§ **REQUIRED WORK**:
The expected output is the complete data, reproduced exactly.

═══ RECORDS PROVIDED ═══

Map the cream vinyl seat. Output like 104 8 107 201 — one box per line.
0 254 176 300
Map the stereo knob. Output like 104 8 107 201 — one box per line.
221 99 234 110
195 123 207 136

═══

§ **REPLY**:
Map the cream vinyl seat. Output like 104 8 107 201 — one box per line.
0 254 176 300
Map the stereo knob. Output like 104 8 107 201 — one box per line.
221 99 234 110
195 123 207 136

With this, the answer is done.